start INFORMATION SUPPLIED

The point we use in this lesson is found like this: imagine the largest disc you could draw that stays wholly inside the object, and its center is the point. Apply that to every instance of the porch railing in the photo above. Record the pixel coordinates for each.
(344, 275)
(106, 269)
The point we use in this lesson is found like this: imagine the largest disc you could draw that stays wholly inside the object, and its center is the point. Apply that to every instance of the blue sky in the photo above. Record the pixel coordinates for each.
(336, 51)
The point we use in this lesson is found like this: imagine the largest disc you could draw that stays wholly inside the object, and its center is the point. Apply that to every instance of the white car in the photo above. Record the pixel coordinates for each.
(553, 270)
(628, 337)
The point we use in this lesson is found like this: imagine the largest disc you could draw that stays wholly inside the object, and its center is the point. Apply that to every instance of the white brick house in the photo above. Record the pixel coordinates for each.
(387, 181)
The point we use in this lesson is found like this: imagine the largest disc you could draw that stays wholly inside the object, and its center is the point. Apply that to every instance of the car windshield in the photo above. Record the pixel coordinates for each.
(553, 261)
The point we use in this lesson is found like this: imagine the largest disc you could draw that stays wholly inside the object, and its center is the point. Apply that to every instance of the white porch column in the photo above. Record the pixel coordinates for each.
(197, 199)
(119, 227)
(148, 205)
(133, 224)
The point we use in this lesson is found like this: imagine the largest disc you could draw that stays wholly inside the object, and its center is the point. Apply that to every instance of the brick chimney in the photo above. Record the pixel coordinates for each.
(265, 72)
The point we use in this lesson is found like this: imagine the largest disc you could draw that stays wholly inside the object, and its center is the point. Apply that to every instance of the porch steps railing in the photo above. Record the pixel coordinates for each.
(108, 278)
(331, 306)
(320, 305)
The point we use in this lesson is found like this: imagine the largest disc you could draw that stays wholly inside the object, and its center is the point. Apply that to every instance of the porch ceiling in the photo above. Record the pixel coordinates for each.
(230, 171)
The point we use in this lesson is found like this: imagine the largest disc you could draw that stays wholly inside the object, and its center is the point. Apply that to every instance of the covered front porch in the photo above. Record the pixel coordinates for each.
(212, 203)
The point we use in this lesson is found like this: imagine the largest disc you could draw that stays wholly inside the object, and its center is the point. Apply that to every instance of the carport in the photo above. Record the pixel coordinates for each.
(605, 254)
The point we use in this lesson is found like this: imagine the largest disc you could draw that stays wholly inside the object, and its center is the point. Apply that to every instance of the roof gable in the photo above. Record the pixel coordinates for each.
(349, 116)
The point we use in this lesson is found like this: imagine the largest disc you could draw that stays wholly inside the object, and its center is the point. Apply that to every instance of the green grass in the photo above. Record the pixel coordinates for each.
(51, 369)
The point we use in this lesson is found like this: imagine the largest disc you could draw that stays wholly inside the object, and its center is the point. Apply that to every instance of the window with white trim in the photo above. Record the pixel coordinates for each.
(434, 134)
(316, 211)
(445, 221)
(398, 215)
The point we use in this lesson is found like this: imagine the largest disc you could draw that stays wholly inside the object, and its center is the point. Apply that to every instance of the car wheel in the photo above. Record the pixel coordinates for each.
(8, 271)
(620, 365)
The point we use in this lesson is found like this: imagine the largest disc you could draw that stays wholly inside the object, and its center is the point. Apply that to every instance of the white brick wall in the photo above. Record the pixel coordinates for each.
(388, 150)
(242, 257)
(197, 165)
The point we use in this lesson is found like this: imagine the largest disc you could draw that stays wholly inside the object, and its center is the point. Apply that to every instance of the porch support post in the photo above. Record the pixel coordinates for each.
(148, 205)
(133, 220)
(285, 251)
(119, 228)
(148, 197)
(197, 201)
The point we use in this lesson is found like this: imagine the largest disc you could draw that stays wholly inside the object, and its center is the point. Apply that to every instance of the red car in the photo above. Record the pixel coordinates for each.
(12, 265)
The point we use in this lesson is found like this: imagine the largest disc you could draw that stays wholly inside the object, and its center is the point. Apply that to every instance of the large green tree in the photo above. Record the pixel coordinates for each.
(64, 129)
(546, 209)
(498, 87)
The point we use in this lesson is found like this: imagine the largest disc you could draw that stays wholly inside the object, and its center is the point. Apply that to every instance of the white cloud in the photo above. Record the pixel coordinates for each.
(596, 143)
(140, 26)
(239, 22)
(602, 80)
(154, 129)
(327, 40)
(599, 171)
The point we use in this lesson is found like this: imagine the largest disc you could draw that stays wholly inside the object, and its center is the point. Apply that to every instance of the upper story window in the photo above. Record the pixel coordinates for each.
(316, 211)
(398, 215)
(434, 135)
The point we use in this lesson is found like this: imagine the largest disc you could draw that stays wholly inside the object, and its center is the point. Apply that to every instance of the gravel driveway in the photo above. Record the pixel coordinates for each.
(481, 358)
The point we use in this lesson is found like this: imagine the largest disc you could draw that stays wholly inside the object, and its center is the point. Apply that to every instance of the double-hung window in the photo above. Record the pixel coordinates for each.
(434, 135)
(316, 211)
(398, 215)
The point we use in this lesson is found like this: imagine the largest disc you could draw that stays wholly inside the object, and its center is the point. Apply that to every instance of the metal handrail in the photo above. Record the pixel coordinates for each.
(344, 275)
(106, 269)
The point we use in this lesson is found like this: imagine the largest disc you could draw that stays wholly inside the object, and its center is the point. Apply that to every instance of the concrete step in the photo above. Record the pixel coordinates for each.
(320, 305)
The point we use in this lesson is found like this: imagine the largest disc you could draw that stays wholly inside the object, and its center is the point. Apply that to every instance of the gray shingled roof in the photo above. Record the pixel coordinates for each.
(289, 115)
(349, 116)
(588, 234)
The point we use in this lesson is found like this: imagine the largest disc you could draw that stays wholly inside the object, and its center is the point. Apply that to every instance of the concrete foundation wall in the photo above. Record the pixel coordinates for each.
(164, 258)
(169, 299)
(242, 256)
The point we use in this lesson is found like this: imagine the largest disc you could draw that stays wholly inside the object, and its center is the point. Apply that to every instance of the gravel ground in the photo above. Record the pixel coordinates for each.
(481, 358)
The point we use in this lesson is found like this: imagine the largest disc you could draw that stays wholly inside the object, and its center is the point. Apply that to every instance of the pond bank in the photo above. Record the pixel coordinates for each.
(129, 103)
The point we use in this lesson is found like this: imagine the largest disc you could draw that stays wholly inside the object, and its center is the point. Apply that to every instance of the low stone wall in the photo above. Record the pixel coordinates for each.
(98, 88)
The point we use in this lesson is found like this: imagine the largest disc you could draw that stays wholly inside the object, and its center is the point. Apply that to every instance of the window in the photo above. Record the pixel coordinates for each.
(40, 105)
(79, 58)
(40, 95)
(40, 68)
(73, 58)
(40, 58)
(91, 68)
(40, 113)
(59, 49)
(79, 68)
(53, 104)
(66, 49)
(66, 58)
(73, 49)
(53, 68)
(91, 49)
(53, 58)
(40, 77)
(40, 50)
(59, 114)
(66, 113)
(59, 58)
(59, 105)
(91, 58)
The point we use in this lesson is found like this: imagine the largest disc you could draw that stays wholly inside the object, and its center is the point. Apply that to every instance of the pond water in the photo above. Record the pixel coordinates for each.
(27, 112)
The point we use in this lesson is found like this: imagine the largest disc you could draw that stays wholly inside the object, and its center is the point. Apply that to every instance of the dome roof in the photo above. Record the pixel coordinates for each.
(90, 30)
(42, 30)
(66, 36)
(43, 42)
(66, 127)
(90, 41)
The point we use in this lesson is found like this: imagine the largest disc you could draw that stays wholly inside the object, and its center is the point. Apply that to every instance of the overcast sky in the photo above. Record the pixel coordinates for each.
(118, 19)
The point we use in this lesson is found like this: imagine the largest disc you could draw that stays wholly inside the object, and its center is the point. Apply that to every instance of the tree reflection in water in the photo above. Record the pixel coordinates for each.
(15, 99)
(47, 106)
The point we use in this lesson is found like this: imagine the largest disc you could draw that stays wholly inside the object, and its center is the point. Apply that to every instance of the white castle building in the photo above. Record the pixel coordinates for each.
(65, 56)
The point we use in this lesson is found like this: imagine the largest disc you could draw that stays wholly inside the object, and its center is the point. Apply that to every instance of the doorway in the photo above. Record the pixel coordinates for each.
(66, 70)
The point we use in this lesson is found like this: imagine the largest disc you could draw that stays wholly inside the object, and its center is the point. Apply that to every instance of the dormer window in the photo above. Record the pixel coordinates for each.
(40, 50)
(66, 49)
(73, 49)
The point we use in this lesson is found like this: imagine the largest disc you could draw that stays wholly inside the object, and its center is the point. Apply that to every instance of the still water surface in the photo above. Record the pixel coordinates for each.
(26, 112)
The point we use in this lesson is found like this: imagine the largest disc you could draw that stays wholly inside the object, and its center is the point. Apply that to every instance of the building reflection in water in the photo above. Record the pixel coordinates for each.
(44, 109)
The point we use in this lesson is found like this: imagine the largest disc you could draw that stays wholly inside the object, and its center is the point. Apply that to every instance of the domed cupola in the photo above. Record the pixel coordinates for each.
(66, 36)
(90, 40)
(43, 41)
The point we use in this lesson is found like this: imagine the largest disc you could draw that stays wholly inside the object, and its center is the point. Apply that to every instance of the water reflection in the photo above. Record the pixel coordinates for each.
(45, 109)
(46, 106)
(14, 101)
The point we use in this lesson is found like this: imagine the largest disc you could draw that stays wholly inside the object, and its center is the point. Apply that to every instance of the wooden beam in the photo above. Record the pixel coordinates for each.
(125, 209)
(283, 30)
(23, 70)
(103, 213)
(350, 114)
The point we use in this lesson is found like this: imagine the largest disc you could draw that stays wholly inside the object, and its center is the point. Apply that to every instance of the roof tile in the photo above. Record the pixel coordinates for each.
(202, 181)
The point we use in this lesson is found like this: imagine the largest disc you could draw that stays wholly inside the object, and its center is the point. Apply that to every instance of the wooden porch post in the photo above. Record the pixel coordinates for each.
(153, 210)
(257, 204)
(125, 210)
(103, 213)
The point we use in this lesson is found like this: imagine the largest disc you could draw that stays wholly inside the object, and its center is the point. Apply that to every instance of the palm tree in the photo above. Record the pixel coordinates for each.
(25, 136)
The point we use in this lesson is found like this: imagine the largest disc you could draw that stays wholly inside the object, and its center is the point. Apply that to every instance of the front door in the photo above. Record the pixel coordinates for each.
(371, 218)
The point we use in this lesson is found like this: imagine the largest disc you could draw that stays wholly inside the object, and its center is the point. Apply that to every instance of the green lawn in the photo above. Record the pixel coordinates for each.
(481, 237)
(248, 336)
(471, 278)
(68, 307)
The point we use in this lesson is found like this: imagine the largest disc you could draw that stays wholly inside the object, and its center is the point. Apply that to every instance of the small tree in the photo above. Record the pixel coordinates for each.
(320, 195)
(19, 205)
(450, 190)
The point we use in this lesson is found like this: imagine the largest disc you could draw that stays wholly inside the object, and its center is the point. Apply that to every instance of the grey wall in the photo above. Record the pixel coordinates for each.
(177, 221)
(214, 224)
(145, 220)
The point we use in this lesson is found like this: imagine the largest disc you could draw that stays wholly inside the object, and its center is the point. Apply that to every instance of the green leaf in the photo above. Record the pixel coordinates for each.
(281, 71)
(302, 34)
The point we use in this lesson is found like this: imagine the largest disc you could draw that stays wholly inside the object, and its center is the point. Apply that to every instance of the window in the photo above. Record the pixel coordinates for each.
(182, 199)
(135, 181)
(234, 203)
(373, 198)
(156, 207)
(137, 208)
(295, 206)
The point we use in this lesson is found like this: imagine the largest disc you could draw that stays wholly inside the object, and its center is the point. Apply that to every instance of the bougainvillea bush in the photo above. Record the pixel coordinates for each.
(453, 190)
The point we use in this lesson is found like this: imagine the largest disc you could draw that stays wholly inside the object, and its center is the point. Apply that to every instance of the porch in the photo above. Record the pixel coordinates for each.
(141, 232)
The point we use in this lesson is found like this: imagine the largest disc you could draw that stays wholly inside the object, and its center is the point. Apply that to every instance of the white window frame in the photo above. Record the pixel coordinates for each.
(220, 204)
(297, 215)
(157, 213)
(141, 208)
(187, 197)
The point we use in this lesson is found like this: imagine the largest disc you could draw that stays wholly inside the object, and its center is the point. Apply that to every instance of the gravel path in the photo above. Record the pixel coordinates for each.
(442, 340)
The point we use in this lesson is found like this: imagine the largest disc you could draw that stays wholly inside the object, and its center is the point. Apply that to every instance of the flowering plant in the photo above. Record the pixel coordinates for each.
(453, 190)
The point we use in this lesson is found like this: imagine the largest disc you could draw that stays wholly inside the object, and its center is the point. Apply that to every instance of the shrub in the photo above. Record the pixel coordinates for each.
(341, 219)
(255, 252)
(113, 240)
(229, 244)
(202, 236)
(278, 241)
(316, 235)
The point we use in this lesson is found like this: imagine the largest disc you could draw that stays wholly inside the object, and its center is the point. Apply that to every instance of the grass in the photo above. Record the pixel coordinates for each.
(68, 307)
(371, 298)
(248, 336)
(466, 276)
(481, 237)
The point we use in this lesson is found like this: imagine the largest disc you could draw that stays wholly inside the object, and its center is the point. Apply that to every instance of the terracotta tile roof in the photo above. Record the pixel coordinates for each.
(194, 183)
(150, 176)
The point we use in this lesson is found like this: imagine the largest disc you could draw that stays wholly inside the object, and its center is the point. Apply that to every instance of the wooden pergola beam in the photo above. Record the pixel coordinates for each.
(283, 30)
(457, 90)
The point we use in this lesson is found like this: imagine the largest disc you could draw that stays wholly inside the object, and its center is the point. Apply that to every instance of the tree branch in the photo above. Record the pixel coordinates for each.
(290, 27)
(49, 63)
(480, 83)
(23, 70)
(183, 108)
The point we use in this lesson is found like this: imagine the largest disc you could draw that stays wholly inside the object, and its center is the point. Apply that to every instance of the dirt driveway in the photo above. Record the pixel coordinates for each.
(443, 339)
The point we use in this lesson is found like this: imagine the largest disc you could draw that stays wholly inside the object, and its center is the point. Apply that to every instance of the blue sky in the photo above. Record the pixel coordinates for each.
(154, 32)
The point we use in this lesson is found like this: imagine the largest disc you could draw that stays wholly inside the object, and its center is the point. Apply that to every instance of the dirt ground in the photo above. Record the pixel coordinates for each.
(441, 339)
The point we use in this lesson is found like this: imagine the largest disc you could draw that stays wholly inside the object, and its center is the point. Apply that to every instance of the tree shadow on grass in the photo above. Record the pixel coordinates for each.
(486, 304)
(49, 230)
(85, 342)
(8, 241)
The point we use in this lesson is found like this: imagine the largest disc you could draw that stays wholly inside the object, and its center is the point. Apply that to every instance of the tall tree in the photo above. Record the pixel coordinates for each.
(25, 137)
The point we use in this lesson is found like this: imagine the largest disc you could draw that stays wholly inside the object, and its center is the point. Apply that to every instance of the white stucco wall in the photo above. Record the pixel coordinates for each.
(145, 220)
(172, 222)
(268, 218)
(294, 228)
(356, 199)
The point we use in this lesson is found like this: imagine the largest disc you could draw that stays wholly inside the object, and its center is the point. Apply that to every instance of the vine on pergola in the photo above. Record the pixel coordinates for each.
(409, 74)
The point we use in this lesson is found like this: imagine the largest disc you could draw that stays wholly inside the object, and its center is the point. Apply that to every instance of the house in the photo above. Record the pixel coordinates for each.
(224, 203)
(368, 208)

end INFORMATION SUPPLIED

» EXERCISE:
Print the line containing "of the vine" and every line after it to the end of the records above, exactly as written, and nothing else.

» THE REPLY:
The point we use in this lesson is found like this: imagine the largest disc you could draw that stays wholly inside the object, and its center is the point. Apply that to every instance of the vine on pergola in the photo above. Record the pixel coordinates for each.
(409, 74)
The point we use in this lesson is found like this: imagine the largest disc you could draw that stays wholly inside the object, and its center is the point. Apply that to every instance of the house in the photo above. Record the pixel coordinates for each.
(224, 203)
(368, 208)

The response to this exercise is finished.